-- Problem requirements --
Please copy out the part of the material that opens with its first line and closes with the line containing "0, 0, 400, 400", keeping every line exactly as it appears but leaving out the pictures.

-- Records for processing --
┄┄┄┄┄┄

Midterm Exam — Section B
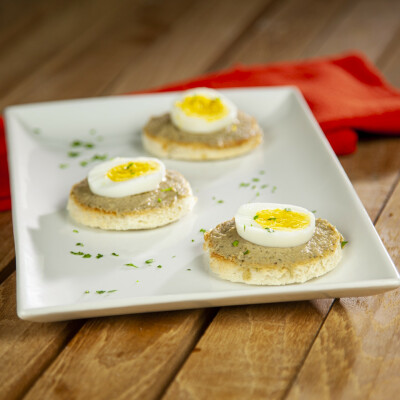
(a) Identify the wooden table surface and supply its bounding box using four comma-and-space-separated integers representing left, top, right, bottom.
0, 0, 400, 400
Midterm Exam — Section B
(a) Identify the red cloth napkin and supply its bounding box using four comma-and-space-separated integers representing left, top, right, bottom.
0, 53, 400, 211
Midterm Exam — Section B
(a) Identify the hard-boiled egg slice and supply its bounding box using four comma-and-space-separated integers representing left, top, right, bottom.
171, 88, 237, 133
235, 203, 315, 247
88, 157, 165, 197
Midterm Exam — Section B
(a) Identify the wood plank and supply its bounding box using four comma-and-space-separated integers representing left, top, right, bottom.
163, 300, 331, 400
107, 0, 271, 93
161, 0, 400, 399
0, 1, 276, 398
340, 135, 400, 220
210, 0, 353, 70
25, 309, 213, 400
0, 273, 82, 400
0, 0, 119, 96
165, 145, 400, 399
288, 178, 400, 399
304, 0, 400, 61
0, 0, 192, 108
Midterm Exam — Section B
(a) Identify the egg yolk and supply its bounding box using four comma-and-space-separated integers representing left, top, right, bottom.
254, 208, 310, 231
107, 161, 160, 182
175, 94, 228, 121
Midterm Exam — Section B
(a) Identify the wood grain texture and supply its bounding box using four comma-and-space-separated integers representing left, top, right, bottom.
340, 135, 400, 220
163, 300, 331, 400
21, 309, 213, 400
0, 1, 274, 398
0, 0, 400, 399
288, 179, 400, 399
211, 0, 350, 70
0, 273, 81, 400
304, 0, 400, 61
0, 0, 117, 96
158, 3, 400, 399
0, 0, 192, 108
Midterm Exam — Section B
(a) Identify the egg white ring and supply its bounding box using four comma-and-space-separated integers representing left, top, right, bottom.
171, 88, 237, 134
88, 157, 165, 198
235, 203, 315, 247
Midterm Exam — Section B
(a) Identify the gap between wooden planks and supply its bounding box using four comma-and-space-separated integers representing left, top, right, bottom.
0, 0, 398, 398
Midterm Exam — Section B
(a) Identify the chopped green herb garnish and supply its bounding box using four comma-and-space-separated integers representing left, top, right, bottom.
70, 251, 85, 256
92, 154, 108, 161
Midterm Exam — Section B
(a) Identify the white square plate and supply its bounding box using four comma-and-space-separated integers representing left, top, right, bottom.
6, 87, 400, 321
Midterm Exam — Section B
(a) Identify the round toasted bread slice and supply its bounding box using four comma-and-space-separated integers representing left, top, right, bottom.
67, 170, 197, 230
142, 111, 263, 161
204, 219, 343, 285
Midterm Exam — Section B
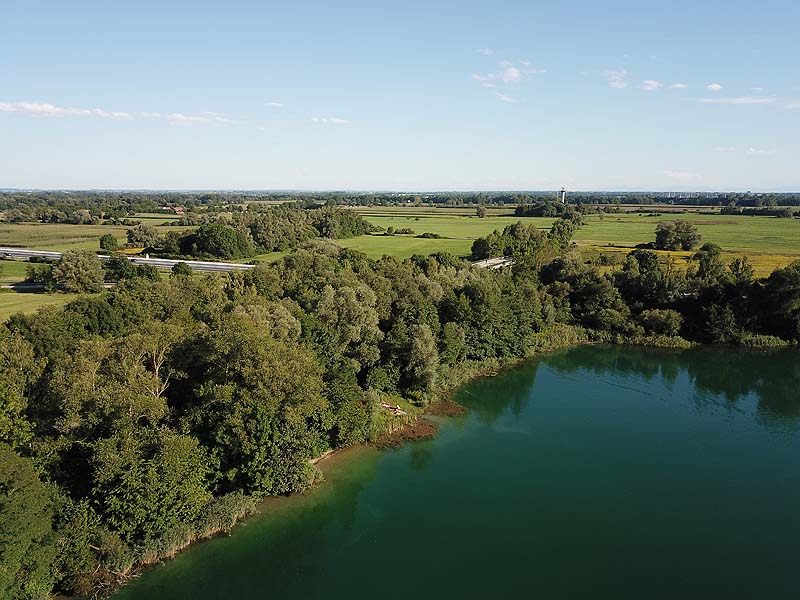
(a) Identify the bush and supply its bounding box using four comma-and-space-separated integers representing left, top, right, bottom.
53, 250, 103, 293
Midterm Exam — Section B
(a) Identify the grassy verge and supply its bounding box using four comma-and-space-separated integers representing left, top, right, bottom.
0, 290, 77, 323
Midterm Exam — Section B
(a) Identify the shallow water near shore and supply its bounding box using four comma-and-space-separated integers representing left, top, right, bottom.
116, 346, 800, 600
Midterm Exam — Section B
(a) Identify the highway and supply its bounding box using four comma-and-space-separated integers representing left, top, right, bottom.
0, 247, 514, 273
0, 247, 255, 272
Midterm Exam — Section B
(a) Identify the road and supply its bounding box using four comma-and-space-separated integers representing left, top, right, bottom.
0, 247, 255, 272
0, 247, 514, 273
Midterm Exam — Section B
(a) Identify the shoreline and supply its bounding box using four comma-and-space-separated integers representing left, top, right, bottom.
109, 338, 598, 598
106, 336, 724, 597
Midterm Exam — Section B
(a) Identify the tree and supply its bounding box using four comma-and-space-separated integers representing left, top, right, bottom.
405, 324, 439, 398
170, 262, 193, 277
127, 225, 159, 248
0, 327, 43, 448
180, 223, 253, 259
0, 443, 57, 600
656, 219, 702, 250
100, 233, 119, 252
53, 250, 103, 293
639, 309, 683, 335
92, 429, 211, 544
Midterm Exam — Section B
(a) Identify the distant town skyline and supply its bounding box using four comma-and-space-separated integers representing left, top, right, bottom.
0, 0, 800, 193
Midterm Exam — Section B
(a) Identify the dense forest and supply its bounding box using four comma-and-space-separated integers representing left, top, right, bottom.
0, 212, 800, 598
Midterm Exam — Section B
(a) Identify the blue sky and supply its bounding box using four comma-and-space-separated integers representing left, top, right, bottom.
0, 0, 800, 191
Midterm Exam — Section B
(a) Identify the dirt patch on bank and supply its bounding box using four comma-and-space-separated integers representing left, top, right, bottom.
425, 398, 468, 417
375, 419, 436, 448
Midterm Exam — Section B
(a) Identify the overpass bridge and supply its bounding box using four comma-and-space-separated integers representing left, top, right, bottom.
0, 247, 255, 273
0, 246, 514, 273
472, 256, 514, 269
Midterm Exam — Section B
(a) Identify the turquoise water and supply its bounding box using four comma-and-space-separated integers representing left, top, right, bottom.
117, 346, 800, 600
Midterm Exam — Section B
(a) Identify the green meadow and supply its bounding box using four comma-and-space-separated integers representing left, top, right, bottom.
339, 207, 800, 275
0, 290, 78, 323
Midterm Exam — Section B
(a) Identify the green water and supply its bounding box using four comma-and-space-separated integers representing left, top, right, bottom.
118, 346, 800, 600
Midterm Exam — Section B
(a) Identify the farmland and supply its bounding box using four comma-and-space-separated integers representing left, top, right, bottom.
340, 207, 800, 275
0, 290, 77, 323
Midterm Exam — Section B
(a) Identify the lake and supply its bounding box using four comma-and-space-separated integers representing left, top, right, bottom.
116, 346, 800, 600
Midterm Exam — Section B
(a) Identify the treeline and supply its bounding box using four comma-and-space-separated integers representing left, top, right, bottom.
472, 219, 800, 346
122, 207, 379, 259
0, 190, 800, 225
0, 213, 800, 598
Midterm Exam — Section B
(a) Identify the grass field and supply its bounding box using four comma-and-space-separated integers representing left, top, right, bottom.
0, 291, 77, 323
0, 215, 191, 252
0, 260, 30, 283
340, 207, 800, 276
0, 206, 800, 282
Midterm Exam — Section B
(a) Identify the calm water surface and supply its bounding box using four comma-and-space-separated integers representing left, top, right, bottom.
117, 346, 800, 600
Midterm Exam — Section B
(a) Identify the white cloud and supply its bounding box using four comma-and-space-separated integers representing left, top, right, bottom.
714, 146, 772, 156
500, 66, 522, 83
603, 69, 628, 90
664, 170, 703, 183
311, 117, 350, 125
642, 79, 664, 92
0, 102, 132, 119
0, 102, 234, 125
472, 60, 547, 88
697, 96, 777, 104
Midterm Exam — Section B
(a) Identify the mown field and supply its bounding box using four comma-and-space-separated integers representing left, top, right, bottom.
0, 290, 78, 323
0, 213, 187, 252
340, 207, 800, 275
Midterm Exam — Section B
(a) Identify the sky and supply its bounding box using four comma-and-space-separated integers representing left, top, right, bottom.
0, 0, 800, 191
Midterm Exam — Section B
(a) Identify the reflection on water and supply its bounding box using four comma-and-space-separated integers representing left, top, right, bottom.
542, 346, 800, 426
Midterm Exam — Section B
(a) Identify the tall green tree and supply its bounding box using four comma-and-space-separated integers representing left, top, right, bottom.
53, 250, 104, 293
0, 443, 58, 600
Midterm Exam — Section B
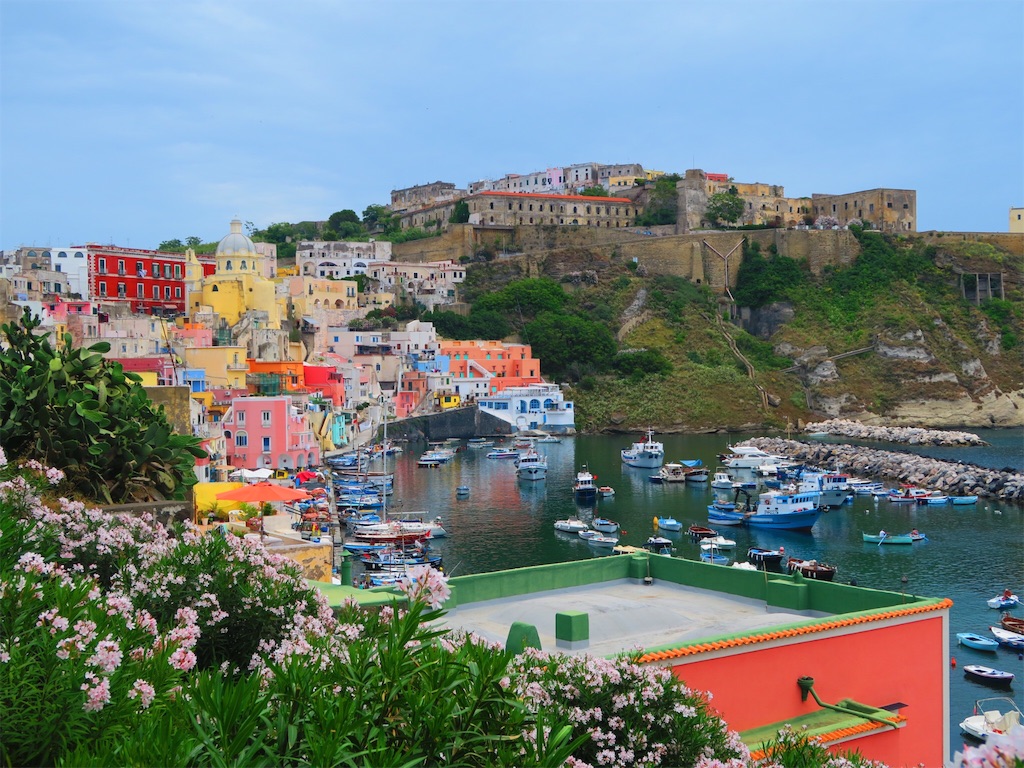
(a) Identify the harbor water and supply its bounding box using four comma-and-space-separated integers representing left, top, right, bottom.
364, 430, 1024, 756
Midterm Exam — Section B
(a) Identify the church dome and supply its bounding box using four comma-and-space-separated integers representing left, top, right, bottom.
217, 219, 256, 256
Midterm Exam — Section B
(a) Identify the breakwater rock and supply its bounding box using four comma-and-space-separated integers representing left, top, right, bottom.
742, 437, 1024, 504
804, 419, 988, 445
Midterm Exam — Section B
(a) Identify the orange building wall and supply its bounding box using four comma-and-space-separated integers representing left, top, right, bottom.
673, 615, 948, 768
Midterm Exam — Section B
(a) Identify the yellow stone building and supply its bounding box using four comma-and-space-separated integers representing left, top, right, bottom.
192, 219, 287, 330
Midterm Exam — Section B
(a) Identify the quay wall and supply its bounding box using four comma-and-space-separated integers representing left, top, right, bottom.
745, 437, 1024, 504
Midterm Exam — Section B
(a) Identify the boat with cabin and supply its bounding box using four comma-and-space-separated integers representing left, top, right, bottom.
572, 464, 597, 502
620, 429, 665, 469
515, 449, 548, 480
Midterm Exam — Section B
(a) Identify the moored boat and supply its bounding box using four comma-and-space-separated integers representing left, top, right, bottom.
572, 464, 597, 502
786, 557, 838, 582
746, 547, 785, 565
654, 517, 683, 530
620, 429, 665, 469
555, 517, 590, 534
590, 517, 618, 534
861, 530, 913, 545
964, 664, 1014, 685
988, 627, 1024, 651
959, 697, 1024, 741
956, 632, 999, 650
949, 496, 978, 507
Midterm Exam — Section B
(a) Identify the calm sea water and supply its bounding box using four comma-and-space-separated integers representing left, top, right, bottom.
372, 430, 1024, 755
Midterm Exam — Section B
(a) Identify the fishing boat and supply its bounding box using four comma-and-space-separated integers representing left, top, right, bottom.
786, 557, 838, 582
587, 531, 618, 549
555, 517, 590, 534
964, 664, 1014, 685
654, 517, 683, 530
515, 449, 548, 480
572, 464, 597, 502
729, 488, 822, 530
700, 536, 736, 549
860, 530, 913, 545
719, 445, 788, 469
620, 429, 665, 469
650, 462, 686, 483
700, 545, 729, 565
949, 496, 978, 507
988, 627, 1024, 651
590, 517, 618, 534
985, 590, 1021, 610
999, 613, 1024, 635
686, 523, 718, 540
711, 467, 734, 490
746, 547, 785, 566
643, 536, 675, 555
486, 447, 519, 459
956, 632, 999, 650
959, 696, 1024, 741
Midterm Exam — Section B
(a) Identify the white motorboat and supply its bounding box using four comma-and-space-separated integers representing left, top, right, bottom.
959, 696, 1024, 741
515, 449, 548, 480
620, 429, 665, 469
722, 445, 788, 469
700, 536, 736, 550
555, 517, 588, 534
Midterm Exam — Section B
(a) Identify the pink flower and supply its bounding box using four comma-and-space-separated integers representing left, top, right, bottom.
128, 678, 157, 710
167, 648, 197, 672
82, 677, 111, 712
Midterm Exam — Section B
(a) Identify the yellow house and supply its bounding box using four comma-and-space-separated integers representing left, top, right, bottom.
195, 219, 282, 330
184, 346, 249, 389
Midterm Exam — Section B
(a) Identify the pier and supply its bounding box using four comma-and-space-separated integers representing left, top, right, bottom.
743, 437, 1024, 504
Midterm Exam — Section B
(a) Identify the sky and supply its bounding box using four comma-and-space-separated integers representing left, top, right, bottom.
0, 0, 1024, 249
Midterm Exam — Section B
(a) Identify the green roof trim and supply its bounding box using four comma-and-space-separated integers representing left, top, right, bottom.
739, 698, 906, 752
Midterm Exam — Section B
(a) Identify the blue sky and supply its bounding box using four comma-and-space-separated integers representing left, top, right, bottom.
0, 0, 1024, 248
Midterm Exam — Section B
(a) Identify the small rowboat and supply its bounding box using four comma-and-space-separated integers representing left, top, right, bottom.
999, 613, 1024, 635
590, 517, 618, 534
956, 632, 999, 651
988, 627, 1024, 651
986, 593, 1021, 610
654, 517, 683, 530
686, 525, 718, 539
861, 530, 913, 545
949, 496, 978, 507
964, 664, 1014, 685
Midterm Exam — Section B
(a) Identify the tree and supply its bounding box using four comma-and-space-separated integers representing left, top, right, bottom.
0, 309, 206, 503
449, 200, 469, 224
705, 187, 745, 224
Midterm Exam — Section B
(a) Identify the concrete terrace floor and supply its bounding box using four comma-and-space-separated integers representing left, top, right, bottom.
442, 581, 827, 656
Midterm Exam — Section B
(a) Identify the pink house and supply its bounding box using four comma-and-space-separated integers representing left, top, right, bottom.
221, 395, 321, 470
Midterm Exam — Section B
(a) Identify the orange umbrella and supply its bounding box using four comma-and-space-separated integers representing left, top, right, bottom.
217, 482, 309, 504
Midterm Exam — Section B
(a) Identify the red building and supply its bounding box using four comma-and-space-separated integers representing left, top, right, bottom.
85, 245, 217, 314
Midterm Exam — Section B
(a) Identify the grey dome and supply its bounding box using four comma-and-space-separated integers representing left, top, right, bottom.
217, 219, 256, 256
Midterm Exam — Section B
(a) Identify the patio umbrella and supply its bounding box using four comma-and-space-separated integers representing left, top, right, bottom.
217, 481, 309, 504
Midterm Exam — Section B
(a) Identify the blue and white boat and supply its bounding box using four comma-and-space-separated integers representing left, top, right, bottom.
956, 632, 999, 650
620, 429, 665, 469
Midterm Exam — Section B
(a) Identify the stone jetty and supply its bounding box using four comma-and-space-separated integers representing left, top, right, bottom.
804, 419, 988, 445
743, 437, 1024, 504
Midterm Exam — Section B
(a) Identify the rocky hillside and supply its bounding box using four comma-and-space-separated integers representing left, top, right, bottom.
466, 228, 1024, 432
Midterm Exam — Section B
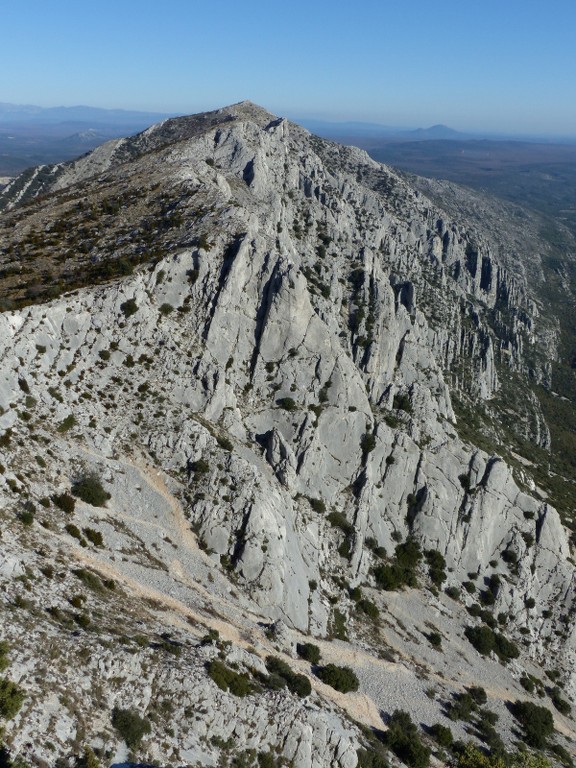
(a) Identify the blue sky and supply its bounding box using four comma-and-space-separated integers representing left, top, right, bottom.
0, 0, 576, 136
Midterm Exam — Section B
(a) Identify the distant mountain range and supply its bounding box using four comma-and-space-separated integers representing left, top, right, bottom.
0, 103, 178, 177
0, 102, 174, 127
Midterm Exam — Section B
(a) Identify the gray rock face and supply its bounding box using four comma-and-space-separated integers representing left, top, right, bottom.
0, 104, 576, 768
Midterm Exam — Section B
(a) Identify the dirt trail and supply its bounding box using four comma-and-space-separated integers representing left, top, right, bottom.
59, 450, 574, 738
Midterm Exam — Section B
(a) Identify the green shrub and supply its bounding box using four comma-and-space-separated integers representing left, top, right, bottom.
52, 493, 76, 515
120, 299, 138, 317
430, 723, 454, 749
0, 677, 24, 720
520, 674, 536, 693
266, 656, 312, 698
385, 709, 430, 768
326, 512, 354, 535
316, 664, 360, 693
72, 568, 104, 592
82, 528, 104, 547
330, 608, 348, 640
512, 700, 554, 749
64, 523, 82, 541
464, 624, 520, 662
206, 659, 253, 696
447, 693, 478, 722
550, 744, 574, 768
72, 472, 110, 507
466, 685, 488, 707
190, 459, 210, 475
392, 394, 412, 413
356, 597, 380, 621
373, 538, 422, 591
424, 549, 446, 587
0, 640, 10, 672
308, 496, 326, 514
550, 688, 572, 715
112, 707, 152, 749
356, 749, 389, 768
296, 643, 320, 664
57, 413, 76, 434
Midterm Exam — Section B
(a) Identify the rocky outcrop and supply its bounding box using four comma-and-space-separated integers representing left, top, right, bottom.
0, 104, 576, 768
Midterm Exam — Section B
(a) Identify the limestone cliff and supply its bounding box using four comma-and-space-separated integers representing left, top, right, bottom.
0, 103, 576, 768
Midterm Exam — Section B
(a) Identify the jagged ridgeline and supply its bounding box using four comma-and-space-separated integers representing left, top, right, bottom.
0, 102, 576, 768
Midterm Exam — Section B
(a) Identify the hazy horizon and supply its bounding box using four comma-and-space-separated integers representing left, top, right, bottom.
0, 0, 576, 137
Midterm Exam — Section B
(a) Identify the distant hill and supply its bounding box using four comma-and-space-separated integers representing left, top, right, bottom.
0, 103, 178, 176
0, 102, 174, 125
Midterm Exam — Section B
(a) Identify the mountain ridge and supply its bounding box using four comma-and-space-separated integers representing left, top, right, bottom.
0, 102, 576, 768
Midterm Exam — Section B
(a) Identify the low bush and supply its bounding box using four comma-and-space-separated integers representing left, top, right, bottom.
52, 493, 76, 515
316, 664, 360, 693
266, 646, 316, 698
0, 640, 10, 672
385, 709, 430, 768
82, 528, 104, 547
464, 624, 520, 663
112, 707, 152, 749
120, 299, 138, 317
512, 700, 554, 749
0, 677, 24, 720
430, 723, 454, 749
296, 643, 320, 664
373, 538, 422, 592
72, 472, 110, 507
206, 659, 253, 696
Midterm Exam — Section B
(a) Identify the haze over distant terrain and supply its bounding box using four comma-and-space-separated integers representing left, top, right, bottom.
0, 0, 576, 135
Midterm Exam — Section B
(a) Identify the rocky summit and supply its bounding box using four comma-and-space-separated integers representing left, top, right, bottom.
0, 102, 576, 768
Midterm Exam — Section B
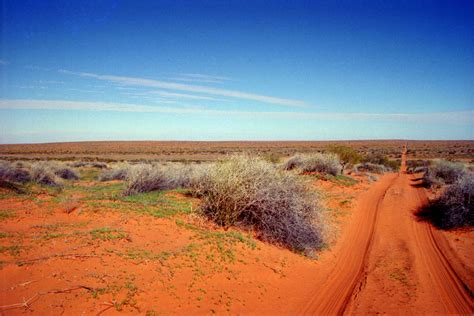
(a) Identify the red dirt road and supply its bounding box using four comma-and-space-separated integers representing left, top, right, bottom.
301, 146, 474, 314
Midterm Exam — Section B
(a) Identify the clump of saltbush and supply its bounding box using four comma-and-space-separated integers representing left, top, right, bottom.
0, 161, 31, 183
69, 161, 107, 169
99, 164, 130, 181
31, 162, 62, 187
419, 173, 474, 229
124, 164, 207, 195
361, 153, 401, 171
52, 164, 79, 180
283, 154, 305, 170
301, 153, 342, 176
283, 153, 342, 176
423, 160, 466, 187
354, 162, 392, 174
192, 156, 324, 251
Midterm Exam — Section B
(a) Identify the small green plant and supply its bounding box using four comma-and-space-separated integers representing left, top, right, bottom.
0, 245, 22, 257
327, 145, 361, 174
0, 210, 15, 221
90, 227, 129, 241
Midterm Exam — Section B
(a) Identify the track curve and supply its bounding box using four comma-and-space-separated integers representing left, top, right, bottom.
301, 147, 474, 315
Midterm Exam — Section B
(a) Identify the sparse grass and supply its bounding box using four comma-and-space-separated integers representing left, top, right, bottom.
124, 164, 207, 195
90, 227, 129, 241
418, 173, 474, 229
31, 162, 62, 187
354, 162, 392, 174
0, 210, 16, 221
176, 219, 257, 262
0, 161, 31, 183
283, 153, 342, 176
423, 160, 466, 186
99, 164, 131, 181
0, 245, 23, 257
311, 174, 359, 187
193, 156, 323, 251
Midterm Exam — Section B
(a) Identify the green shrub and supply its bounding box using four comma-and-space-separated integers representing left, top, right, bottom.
31, 162, 62, 187
301, 153, 342, 176
283, 153, 341, 176
328, 145, 362, 173
99, 164, 130, 181
0, 161, 31, 183
423, 160, 466, 186
124, 164, 207, 195
354, 162, 392, 174
419, 173, 474, 229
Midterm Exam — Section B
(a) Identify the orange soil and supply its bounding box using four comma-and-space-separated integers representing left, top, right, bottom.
301, 146, 473, 314
0, 148, 474, 315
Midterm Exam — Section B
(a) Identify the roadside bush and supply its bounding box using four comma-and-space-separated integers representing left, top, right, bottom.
283, 155, 304, 170
124, 164, 206, 195
31, 162, 62, 187
327, 145, 362, 173
354, 162, 392, 174
0, 161, 31, 183
99, 164, 130, 181
124, 164, 171, 195
362, 153, 401, 171
423, 160, 466, 186
419, 173, 474, 229
301, 153, 342, 176
193, 156, 323, 251
69, 161, 107, 169
51, 164, 79, 180
283, 153, 342, 176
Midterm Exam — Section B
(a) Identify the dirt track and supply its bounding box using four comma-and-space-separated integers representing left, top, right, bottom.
301, 147, 473, 314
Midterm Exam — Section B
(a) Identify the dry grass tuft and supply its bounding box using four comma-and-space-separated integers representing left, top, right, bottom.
193, 156, 323, 251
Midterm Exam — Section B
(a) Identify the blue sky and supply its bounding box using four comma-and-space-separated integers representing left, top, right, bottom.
0, 0, 474, 143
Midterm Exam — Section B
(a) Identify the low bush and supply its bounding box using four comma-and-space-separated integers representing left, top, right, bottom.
0, 161, 31, 183
31, 162, 62, 187
354, 162, 392, 174
362, 154, 401, 171
51, 164, 79, 180
283, 155, 304, 170
283, 153, 342, 176
193, 156, 323, 251
418, 173, 474, 229
99, 165, 130, 181
124, 164, 206, 195
423, 160, 466, 186
327, 145, 362, 174
301, 153, 342, 176
69, 161, 107, 169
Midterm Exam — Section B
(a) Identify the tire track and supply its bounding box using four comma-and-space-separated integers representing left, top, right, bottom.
301, 147, 474, 315
413, 188, 474, 314
302, 175, 398, 315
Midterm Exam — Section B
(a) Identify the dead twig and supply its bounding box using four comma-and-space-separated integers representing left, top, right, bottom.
97, 301, 116, 316
0, 285, 94, 312
16, 253, 98, 265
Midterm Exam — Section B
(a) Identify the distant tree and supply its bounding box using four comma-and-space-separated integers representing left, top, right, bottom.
328, 145, 361, 174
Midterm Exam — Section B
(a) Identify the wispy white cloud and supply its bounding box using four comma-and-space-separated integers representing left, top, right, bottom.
170, 73, 232, 83
0, 100, 474, 124
59, 69, 309, 107
147, 90, 224, 101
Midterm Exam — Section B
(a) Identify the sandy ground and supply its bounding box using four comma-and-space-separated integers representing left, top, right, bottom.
0, 148, 474, 315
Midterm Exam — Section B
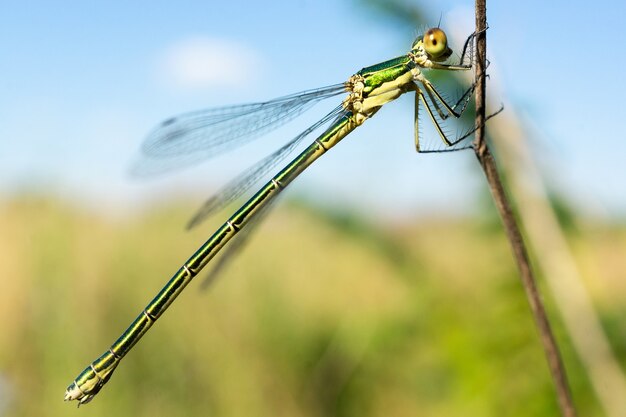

┄┄┄┄┄┄

-- Result below --
Midterm Exam — Section B
(a) Identify the wooden table surface and supply its bounding box using four comma-and-space-separated integers representing left, top, right, bottom.
0, 0, 400, 400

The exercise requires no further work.